# Extrait choisi
La place et l'évolution de l'Asie de l'Est dans l'histoire du développement capitaliste | Courant Communiste International





lundi 3 novembre 2025

AVEC SON COMBAT FISCAL CONTRE LES RICHES LA GAUCHE BOURGEOISE RENOUE AVEC PROUDHON

 


et invente un anticapitalisme petit-bourgeois populiste et fédéraliste

« Le combat ou la mort : la lutte sanguinaire ou le néant. C'est ainsi que la question est invinciblement posée. » George Sand

« Les français sont des veaux ». Charles de Gaulle



Le spectacle lamentable d'un parlement qui parlemente comme l'avait enjoint machiavéliquement le petit télégraphiste Lecornu – qui vote et revote, pinaille finalement, rouspète, contrepète pour amender, recommander des taxes à n'en plus finir - et révèle la mise en scène en apparence d'une volonté partagée de toutes ces cliques politiques de solutionner le gouffre financier de l'Etat ; le fond des querelles sans fin serait sensé opposer ceux qui veulent faire payer la minorité des riches à ceux qui veulent faire payer la masse des pauvres. Capharnaüm complet, soit ils votent ensemble de tous bords haineux, soit ils censurent, soit de gauche à droite ils votent pour une mesure anti-pauvre le découvert bancaire a minima 200 euros. La plus drôle : la taxe sur les bijoux de la Castafiore, pas ceux envolés du Louvre. D'abord exonérer la résidence principale jusqu’à 1 million c’est pour les bobos parisiens, pas pour le bon con. En bijouterie, il va falloir qu'un futur gouvernement de députés improductifs fasse embaucher une multitude de flics contrôleurs de rue et de châteaux sans mandats de perquisition. Et dire que le « président des riches » Macron voulait réduire le nombre de fonctionnaires. Avec leur nouvel ISF, rien ne changera pour les bas salaires ni pour les chômeurs. Par contre le risque bien réel, du fait de l'incurie politique de toutes les cliques bourgeoises et petites bourgeoises, de faire plonger la France dans une crise abyssale et faisant exploser la misère, n'est plus une vue de l'esprit.

Pur spectacle électoral pervers avec la trouille de la dissolution ! D'une part les diverses ponctions sur le patrimoine des riches sont insuffisantes dans tous les cas pour combler le déficit de l'Etat. L'imposition élargie aux plus pauvres également. De plus les députés peuvent bien voter, adouber, censurer, c'est le Sénat (de droite) qui aura le dernier mot. Pas de vraie solution sauf à dissoudre et à ce que le RN ramasse la mise. L'agitation sur le portefeuille des riches comme solution, et en les présentant comme les vrais puissants, « individuellement » (ce qui évite de nommer la classe bourgeoise comme un tout) est devenu l'argument simpliste numéro un de toutes les cliques de la gauche bourgeoise socialo-écolo-bobo. Je ne reviendrai pas là-dessus, puisque j'ai décrypté cette fausseté dans mon article précédent où le mot riche sert à masquer et remplacer la bagarre des classes.

# Série d'exercices
1: Que répond l'extrait sur la taxation des riches à ces questions ?
(a) À qui est attribuée la citation « Les français sont des veaux » ?
(b) Jusqu'à quel montant la résidence principale serait-elle exonérée ?
(c) Quelle assemblée aura le dernier mot ?
2: Ces affirmations concordent-elles avec l'extrait sur la taxation des riches ? Répondez par oui ou non et citez les mots décisifs du texte.
(a) Le nouvel ISF améliorera la situation des chômeurs.
(b) Les ponctions sur le patrimoine des riches suffiraient à combler le déficit de l'État.
(c) Macron voulait réduire le nombre de fonctionnaires.
3: Recopiez fidèlement le passage de l'extrait sur la taxation des riches qui commence à "Pur spectacle électoral" et se termine à "bagarre des classes.".
Les données forment un ensemble indépendant de l'extrait.

# Données fournies
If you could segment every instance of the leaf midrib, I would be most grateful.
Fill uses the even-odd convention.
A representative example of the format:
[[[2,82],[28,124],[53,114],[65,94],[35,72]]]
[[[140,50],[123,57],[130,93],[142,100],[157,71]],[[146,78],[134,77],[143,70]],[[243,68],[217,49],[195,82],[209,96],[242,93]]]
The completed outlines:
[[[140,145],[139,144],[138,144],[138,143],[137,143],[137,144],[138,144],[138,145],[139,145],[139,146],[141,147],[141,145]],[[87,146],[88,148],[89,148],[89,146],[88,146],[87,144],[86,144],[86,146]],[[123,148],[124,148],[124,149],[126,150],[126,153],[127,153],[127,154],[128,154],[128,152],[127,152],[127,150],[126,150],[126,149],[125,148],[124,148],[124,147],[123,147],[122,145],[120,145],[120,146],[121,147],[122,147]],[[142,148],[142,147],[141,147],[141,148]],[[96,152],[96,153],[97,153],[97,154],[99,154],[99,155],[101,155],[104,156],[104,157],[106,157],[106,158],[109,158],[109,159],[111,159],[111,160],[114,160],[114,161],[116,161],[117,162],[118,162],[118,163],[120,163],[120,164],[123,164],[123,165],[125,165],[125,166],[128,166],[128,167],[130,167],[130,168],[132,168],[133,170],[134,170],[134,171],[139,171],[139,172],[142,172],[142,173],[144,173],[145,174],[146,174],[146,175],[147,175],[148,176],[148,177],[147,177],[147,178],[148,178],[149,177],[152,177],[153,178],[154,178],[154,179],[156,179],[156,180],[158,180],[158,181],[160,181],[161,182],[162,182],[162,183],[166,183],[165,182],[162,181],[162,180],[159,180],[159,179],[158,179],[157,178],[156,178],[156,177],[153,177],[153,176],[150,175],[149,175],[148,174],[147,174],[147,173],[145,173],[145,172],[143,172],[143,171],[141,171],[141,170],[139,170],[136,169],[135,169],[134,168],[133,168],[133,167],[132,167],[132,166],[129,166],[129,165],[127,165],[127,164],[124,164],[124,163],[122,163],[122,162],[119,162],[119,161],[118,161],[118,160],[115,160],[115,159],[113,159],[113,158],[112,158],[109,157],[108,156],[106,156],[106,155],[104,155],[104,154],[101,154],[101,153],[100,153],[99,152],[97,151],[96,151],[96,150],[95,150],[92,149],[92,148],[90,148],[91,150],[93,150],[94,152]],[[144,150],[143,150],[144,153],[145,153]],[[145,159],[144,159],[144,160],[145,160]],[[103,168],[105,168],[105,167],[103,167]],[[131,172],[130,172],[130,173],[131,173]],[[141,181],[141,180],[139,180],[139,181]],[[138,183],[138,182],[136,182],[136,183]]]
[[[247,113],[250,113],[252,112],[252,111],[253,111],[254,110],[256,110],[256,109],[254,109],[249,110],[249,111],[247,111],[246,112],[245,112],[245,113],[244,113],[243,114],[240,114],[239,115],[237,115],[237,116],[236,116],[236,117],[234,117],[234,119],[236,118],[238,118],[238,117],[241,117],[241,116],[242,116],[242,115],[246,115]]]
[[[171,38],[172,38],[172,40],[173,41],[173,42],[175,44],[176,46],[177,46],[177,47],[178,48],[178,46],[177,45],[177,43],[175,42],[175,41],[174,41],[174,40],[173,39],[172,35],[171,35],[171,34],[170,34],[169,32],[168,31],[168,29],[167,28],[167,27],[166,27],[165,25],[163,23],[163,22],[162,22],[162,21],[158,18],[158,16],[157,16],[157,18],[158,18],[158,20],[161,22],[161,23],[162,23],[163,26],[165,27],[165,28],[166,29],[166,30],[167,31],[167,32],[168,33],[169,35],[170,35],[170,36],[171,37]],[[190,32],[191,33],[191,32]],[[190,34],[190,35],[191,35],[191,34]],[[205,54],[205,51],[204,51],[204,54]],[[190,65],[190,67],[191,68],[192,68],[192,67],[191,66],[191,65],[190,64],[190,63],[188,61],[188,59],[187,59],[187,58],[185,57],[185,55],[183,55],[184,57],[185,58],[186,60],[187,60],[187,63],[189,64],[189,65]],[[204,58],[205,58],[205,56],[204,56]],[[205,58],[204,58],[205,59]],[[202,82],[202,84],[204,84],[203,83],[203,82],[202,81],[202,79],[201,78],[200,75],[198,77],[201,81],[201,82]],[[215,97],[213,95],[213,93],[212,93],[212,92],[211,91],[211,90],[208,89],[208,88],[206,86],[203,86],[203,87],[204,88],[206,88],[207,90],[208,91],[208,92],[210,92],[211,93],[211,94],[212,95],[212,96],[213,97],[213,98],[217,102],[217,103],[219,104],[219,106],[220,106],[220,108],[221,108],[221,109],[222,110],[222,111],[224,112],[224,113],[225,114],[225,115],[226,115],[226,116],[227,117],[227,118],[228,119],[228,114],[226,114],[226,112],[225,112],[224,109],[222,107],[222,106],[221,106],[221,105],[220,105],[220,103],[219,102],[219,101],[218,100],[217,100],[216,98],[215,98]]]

...

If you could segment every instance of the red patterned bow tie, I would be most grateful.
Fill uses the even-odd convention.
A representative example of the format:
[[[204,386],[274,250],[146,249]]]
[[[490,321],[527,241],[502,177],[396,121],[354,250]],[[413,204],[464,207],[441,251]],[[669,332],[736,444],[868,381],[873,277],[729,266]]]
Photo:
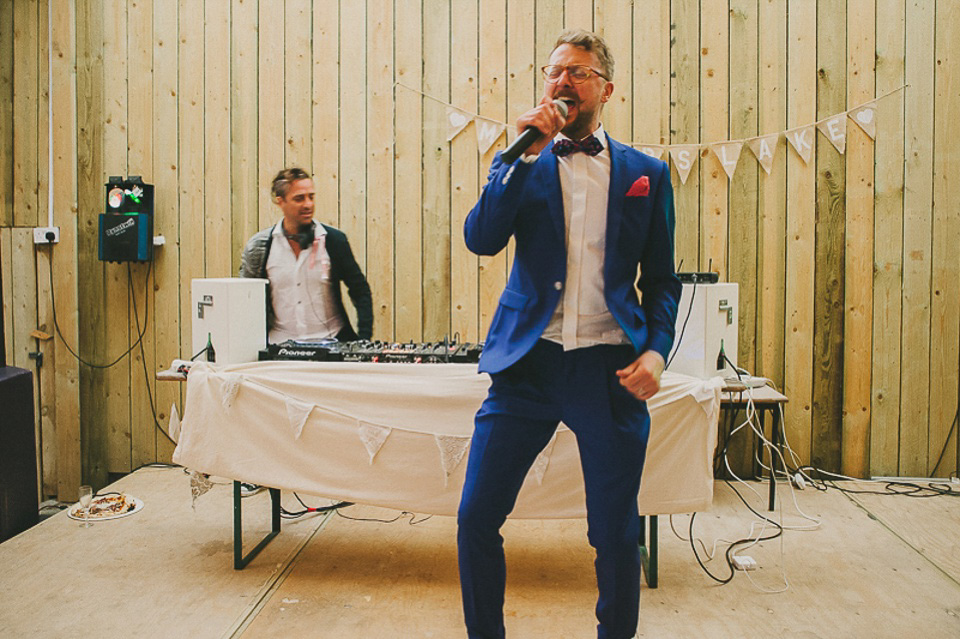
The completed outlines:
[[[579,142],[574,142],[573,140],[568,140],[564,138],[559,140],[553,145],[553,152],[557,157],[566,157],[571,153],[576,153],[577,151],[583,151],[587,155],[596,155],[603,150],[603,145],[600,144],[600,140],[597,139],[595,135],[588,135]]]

# Les résultats
1:
(a) À Charles de Gaulle.
(b) Jusqu'à 1 million.
(c) Le Sénat.

2:
(a) Non : « Avec leur nouvel ISF, rien ne changera pour les bas salaires ni pour les chômeurs. »
(b) Non : « les diverses ponctions sur le patrimoine des riches sont insuffisantes dans tous les cas pour combler le déficit de l'Etat »
(c) Oui : « Et dire que le « président des riches » Macron voulait réduire le nombre de fonctionnaires. »

3:
Pur spectacle électoral pervers avec la trouille de la dissolution ! D'une part les diverses ponctions sur le patrimoine des riches sont insuffisantes dans tous les cas pour combler le déficit de l'Etat. L'imposition élargie aux plus pauvres également. De plus les députés peuvent bien voter, adouber, censurer, c'est le Sénat (de droite) qui aura le dernier mot. Pas de vraie solution sauf à dissoudre et à ce que le RN ramasse la mise. L'agitation sur le portefeuille des riches comme solution, et en les présentant comme les vrais puissants, « individuellement » (ce qui évite de nommer la classe bourgeoise comme un tout) est devenu l'argument simpliste numéro un de toutes les cliques de la gauche bourgeoise socialo-écolo-bobo. Je ne reviendrai pas là-dessus, puisque j'ai décrypté cette fausseté dans mon article précédent où le mot riche sert à masquer et remplacer la bagarre des classes.